(Entries for contour labeling)

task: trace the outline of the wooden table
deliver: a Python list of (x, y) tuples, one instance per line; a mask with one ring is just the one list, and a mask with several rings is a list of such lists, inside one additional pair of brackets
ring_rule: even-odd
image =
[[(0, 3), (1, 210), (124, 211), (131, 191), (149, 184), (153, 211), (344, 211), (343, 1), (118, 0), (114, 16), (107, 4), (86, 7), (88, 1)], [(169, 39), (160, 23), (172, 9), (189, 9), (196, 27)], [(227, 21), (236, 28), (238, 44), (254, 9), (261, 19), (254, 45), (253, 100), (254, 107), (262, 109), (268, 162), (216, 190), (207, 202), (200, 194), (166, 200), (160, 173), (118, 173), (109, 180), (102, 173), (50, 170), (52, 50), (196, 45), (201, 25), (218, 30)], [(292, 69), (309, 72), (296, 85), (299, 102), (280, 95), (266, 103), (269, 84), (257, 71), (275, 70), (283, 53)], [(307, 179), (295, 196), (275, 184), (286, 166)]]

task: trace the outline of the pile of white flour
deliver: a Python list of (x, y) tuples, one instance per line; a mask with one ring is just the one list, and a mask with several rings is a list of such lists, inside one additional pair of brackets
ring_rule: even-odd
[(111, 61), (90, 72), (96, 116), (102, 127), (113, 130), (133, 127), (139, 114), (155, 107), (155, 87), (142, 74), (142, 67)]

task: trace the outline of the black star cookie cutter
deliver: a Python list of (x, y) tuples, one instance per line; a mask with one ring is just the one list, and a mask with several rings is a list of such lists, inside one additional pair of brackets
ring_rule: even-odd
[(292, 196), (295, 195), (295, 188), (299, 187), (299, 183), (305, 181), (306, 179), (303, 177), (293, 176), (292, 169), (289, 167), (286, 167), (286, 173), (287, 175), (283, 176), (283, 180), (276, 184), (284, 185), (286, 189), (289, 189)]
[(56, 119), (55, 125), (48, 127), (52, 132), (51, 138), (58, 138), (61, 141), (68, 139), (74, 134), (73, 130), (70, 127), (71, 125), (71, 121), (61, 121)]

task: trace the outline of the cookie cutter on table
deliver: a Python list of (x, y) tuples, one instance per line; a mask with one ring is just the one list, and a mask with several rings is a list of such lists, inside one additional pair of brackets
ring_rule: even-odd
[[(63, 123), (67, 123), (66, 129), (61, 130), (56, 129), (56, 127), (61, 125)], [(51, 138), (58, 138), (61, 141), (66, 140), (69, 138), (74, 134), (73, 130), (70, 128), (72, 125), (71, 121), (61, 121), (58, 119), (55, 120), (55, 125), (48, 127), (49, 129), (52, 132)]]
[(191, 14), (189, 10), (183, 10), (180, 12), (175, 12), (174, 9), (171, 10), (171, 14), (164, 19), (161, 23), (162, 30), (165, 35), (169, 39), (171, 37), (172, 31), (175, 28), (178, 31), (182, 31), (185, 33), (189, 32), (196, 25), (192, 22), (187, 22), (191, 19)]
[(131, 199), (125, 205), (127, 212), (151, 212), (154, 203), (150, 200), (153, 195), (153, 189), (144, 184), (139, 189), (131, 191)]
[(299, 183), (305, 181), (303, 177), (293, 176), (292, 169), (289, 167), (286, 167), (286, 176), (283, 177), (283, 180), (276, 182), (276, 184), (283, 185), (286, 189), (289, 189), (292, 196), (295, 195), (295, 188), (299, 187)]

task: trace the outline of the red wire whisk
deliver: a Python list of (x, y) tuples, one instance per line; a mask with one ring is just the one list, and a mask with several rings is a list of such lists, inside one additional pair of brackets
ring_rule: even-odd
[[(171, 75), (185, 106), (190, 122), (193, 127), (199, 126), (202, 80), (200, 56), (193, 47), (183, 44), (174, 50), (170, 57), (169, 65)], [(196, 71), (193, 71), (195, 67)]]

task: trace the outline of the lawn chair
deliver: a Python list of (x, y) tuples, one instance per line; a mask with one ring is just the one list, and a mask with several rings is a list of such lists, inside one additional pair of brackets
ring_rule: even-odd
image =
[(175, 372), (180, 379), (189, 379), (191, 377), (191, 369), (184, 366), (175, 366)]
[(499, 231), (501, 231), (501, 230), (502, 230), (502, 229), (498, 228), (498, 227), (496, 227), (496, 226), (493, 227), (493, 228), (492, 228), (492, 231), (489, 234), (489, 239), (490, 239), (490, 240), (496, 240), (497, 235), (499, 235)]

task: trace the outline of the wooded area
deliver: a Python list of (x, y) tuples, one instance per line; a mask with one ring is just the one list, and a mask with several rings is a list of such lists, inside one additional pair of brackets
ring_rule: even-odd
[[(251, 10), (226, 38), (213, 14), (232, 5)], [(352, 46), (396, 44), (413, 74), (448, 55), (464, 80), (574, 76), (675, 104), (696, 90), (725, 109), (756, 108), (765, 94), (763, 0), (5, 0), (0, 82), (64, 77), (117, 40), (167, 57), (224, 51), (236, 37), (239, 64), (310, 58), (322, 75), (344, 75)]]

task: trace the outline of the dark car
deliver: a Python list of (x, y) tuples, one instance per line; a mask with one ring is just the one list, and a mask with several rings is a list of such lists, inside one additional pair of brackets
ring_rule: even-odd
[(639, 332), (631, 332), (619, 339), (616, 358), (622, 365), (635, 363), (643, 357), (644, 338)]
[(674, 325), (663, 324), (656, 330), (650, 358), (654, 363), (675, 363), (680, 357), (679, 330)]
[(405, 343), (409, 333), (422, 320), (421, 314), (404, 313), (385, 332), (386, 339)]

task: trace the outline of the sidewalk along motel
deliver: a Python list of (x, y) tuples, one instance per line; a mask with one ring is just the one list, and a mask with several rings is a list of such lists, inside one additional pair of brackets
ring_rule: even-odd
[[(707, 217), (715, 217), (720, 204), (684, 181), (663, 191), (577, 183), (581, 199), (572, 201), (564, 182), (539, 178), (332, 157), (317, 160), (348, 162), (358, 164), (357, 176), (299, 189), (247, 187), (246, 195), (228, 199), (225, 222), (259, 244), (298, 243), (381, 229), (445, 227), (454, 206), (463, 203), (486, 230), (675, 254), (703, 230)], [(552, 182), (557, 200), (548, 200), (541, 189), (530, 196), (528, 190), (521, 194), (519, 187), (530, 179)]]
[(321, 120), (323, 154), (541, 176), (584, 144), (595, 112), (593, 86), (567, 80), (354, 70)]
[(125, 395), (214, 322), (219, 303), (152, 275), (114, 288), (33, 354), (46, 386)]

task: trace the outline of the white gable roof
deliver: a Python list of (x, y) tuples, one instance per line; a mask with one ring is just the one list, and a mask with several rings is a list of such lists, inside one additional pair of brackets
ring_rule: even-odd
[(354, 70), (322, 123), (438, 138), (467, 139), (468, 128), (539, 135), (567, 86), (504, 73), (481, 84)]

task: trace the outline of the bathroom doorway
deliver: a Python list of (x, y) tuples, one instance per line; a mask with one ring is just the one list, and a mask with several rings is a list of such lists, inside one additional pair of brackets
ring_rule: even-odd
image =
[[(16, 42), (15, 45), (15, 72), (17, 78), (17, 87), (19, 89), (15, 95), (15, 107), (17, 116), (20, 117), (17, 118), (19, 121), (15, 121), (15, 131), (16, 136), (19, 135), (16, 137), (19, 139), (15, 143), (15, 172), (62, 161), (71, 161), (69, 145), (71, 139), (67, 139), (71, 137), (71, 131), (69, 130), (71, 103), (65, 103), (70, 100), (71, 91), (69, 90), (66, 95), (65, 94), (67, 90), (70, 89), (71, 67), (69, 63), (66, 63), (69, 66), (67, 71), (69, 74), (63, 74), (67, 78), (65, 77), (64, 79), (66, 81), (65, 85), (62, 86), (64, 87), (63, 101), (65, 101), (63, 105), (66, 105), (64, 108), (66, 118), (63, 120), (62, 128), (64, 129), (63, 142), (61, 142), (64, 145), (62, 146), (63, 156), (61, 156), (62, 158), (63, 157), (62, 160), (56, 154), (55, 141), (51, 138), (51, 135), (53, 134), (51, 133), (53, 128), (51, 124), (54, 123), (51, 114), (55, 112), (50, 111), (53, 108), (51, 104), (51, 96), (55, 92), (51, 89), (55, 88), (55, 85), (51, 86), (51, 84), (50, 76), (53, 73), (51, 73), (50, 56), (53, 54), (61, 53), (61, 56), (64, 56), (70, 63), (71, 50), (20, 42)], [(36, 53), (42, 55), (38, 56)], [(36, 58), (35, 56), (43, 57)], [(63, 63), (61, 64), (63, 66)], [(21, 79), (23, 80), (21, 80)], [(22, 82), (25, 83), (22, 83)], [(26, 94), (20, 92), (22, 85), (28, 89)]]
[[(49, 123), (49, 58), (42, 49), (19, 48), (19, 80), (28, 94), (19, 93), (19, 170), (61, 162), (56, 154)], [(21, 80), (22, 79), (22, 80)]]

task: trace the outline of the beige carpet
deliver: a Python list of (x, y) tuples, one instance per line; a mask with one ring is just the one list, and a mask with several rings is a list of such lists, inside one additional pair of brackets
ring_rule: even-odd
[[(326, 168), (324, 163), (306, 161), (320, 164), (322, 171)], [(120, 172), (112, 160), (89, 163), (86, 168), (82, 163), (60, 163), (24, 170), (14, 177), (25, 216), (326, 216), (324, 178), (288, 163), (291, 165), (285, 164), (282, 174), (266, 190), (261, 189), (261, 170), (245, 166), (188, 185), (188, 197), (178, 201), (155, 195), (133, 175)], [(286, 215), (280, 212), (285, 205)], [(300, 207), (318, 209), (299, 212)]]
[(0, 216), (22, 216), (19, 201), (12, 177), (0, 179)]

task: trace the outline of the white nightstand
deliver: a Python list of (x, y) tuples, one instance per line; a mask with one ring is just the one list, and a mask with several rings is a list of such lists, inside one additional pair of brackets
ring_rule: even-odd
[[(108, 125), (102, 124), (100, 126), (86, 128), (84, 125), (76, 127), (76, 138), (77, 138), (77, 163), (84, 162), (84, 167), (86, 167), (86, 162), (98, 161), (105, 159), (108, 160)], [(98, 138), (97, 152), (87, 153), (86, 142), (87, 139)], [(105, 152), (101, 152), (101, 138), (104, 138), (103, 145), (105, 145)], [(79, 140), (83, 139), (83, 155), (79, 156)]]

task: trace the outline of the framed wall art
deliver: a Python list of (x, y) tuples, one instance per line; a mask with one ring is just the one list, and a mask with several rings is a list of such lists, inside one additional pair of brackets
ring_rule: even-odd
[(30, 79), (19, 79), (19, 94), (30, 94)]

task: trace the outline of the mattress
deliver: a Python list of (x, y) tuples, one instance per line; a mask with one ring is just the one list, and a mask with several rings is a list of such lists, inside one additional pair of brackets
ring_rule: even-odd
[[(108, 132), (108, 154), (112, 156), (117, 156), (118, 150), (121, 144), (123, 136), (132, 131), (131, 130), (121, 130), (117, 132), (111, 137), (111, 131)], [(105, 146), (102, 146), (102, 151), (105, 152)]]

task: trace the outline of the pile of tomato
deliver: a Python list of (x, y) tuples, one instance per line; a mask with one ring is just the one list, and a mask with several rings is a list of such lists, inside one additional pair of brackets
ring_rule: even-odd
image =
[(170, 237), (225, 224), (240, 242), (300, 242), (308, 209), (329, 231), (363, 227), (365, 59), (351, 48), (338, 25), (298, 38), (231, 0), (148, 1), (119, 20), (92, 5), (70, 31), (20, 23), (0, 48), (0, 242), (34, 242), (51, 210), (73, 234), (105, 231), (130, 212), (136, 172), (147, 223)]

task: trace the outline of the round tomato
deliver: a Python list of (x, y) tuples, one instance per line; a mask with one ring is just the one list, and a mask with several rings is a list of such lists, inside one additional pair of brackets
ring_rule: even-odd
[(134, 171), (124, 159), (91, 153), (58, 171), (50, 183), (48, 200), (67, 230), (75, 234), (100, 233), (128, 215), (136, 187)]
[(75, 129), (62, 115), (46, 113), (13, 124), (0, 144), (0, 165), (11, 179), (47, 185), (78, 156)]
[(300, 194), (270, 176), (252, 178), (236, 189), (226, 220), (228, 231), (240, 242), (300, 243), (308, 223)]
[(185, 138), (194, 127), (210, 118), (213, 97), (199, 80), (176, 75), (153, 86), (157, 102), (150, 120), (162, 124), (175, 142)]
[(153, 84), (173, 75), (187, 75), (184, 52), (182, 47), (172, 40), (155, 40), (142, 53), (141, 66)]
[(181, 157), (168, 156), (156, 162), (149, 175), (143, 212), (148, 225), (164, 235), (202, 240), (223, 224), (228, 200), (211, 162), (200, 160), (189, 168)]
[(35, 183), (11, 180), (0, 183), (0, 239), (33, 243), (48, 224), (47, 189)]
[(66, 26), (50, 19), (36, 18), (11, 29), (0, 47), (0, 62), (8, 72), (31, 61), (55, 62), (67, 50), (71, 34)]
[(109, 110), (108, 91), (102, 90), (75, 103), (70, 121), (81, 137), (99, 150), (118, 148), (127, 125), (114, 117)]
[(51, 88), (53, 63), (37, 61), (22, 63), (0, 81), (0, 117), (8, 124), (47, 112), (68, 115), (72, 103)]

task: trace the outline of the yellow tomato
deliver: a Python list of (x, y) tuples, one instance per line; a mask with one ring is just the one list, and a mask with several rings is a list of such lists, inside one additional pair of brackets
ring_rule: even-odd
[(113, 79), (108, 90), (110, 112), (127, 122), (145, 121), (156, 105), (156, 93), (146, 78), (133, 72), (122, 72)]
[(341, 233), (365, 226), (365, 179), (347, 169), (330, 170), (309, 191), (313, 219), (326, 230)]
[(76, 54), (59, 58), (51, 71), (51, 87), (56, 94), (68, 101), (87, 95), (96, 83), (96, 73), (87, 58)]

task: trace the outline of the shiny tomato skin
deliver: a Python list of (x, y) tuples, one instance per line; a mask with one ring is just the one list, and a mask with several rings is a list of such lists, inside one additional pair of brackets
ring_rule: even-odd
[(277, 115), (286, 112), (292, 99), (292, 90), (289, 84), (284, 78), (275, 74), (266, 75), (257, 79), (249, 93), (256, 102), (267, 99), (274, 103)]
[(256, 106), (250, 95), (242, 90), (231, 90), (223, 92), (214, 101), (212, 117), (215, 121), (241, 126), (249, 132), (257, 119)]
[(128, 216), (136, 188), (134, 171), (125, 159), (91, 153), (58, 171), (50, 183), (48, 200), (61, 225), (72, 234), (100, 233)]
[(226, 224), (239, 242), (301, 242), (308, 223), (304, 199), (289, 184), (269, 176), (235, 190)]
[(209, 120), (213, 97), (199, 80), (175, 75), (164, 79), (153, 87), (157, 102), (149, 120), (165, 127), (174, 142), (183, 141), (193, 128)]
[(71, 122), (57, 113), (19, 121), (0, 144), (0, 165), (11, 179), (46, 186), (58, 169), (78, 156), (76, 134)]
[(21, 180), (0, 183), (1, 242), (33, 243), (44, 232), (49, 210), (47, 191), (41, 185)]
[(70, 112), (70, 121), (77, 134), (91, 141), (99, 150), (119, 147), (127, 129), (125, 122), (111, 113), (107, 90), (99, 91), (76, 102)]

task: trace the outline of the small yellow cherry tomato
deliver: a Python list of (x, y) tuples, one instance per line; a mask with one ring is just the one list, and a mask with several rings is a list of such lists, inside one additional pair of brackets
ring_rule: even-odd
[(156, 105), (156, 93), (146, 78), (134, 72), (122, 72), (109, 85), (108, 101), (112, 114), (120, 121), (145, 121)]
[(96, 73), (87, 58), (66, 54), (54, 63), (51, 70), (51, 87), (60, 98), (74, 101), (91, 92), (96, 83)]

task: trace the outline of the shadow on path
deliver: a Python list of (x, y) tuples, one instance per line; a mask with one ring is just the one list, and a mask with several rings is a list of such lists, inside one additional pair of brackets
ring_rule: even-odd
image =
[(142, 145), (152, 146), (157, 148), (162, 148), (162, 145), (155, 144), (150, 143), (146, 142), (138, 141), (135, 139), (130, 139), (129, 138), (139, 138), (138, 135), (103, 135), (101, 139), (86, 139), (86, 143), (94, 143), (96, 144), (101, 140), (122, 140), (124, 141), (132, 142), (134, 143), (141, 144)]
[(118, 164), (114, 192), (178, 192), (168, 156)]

**Problem to work on:** Please render the material from the line containing "task: trace the outline of the round tomato" through the line containing "73), (87, 58)]" as a numbered list, both of those lines included and blank lines left out.

**Exercise output:**
1. task: trace the outline of the round tomato
2. deliver: a Python list of (x, y) tuples, one instance per line; a mask with one ring is just the one list, and a mask with several rings is a list of such lists, inside one additional pair of brackets
3. ring_rule: even-odd
4. [(134, 171), (124, 159), (91, 153), (58, 171), (50, 183), (48, 200), (67, 230), (75, 234), (100, 233), (128, 215), (136, 187)]
5. [(75, 129), (62, 115), (46, 113), (13, 124), (0, 144), (0, 165), (11, 179), (47, 185), (78, 156)]
6. [(300, 194), (270, 176), (252, 178), (236, 189), (226, 220), (228, 231), (240, 242), (300, 243), (308, 223)]
7. [(185, 138), (194, 127), (210, 118), (213, 97), (199, 80), (176, 75), (153, 86), (157, 102), (150, 120), (162, 124), (175, 142)]
8. [(153, 84), (173, 75), (187, 75), (184, 52), (182, 47), (172, 40), (155, 40), (142, 53), (141, 66)]
9. [(181, 157), (168, 156), (156, 162), (149, 175), (143, 212), (148, 225), (164, 235), (202, 240), (223, 224), (228, 200), (211, 162), (200, 160), (189, 168)]
10. [(35, 183), (11, 180), (0, 183), (0, 239), (33, 243), (48, 224), (47, 189)]
11. [(66, 26), (50, 19), (36, 18), (11, 29), (0, 47), (0, 62), (8, 72), (31, 61), (55, 62), (67, 50), (71, 34)]
12. [(109, 110), (108, 91), (102, 90), (75, 103), (70, 121), (81, 137), (99, 150), (118, 148), (127, 125), (114, 117)]
13. [(51, 88), (53, 63), (37, 61), (22, 63), (0, 81), (0, 117), (8, 124), (47, 112), (68, 115), (72, 103)]
14. task: trace the outline of the yellow tomato
15. deliver: a Python list of (x, y) tuples, one instance per line; a mask with one ring is just the one list, and a mask with several rings is a list of such lists, inside one additional pair of brackets
16. ring_rule: even-odd
17. [(113, 79), (108, 90), (110, 112), (127, 122), (145, 121), (156, 105), (156, 93), (146, 78), (133, 72), (122, 72)]
18. [(341, 233), (365, 226), (365, 179), (347, 169), (330, 170), (309, 191), (313, 219), (326, 230)]
19. [(76, 54), (59, 58), (51, 71), (51, 87), (56, 94), (68, 101), (87, 95), (96, 83), (96, 73), (87, 58)]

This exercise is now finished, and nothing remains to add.